Task
Starting at the line that contains "the blue sky", copy each line through the final one exactly as written.

(Stored records)
-*-*-

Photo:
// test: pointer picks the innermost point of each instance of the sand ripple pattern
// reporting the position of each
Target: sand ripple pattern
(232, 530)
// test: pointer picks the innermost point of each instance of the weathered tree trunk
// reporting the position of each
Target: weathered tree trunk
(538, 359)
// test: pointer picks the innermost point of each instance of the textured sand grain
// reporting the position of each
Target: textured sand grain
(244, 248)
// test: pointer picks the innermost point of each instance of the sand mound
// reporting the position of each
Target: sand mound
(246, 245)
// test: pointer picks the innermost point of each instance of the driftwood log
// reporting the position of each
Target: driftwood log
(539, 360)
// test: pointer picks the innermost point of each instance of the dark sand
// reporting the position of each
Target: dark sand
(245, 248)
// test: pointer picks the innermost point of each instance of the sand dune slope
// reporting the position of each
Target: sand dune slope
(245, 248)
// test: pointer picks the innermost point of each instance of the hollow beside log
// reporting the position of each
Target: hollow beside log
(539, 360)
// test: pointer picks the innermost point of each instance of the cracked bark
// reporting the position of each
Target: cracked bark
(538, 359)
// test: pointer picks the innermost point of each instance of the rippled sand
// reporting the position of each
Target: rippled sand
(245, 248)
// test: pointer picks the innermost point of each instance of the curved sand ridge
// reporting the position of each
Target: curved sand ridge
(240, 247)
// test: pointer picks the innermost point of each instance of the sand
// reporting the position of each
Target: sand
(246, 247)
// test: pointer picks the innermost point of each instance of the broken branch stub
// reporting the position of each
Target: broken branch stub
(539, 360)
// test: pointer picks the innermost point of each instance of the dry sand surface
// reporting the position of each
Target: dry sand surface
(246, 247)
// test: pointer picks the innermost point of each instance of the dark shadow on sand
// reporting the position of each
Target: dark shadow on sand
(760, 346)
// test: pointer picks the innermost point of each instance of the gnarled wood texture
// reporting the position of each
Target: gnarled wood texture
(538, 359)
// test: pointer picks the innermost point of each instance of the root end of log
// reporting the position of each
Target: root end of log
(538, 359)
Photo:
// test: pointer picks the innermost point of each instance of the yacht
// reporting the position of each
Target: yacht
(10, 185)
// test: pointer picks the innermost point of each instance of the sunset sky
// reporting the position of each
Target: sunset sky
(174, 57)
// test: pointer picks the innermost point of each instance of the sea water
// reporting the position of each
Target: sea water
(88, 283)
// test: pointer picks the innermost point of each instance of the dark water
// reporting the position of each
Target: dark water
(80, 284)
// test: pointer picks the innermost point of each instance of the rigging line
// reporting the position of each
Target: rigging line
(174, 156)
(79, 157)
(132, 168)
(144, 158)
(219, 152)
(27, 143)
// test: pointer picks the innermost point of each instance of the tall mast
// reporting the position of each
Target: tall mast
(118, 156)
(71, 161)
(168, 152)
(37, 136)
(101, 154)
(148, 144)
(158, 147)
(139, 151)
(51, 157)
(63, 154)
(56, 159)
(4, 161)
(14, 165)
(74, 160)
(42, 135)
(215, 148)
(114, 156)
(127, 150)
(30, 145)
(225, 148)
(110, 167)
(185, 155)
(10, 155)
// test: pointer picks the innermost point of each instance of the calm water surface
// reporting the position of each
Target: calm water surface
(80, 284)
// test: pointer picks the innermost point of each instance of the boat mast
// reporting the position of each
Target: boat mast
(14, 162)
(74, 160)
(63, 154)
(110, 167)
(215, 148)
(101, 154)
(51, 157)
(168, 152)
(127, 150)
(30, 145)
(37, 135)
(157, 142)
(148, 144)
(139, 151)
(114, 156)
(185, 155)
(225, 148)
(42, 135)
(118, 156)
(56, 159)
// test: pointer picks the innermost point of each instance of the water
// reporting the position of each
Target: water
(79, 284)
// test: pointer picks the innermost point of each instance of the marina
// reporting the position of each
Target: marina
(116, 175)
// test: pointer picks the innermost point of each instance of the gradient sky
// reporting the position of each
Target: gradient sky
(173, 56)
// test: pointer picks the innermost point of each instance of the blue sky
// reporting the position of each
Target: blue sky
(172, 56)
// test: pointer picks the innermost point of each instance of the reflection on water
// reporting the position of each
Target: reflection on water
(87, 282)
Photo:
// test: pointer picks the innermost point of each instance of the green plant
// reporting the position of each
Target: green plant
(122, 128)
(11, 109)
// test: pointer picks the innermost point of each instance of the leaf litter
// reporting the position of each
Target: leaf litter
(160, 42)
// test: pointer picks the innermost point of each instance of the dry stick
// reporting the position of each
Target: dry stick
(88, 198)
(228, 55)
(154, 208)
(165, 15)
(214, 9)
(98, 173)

-*-*-

Answer to the task
// test: pointer picks the innermost point of each instance of the blue sky
// reporting the position of each
Target: blue sky
(172, 56)
// test: pointer picks the innermost point of each instance of the reflection on water
// reporting the position of each
Target: reflection on water
(87, 282)
Photo:
// test: pointer picks the innermost point of each instance of the green plant
// reporting the position of each
Target: green plant
(122, 128)
(11, 109)
// test: pointer picks the innermost point of each instance of the leaf litter
// reporting the position of each
Target: leaf litter
(160, 42)
// test: pointer picks the innermost point of each instance of the dry stick
// reporting the position of each
Target: dry stick
(88, 198)
(228, 55)
(154, 208)
(165, 15)
(214, 9)
(98, 173)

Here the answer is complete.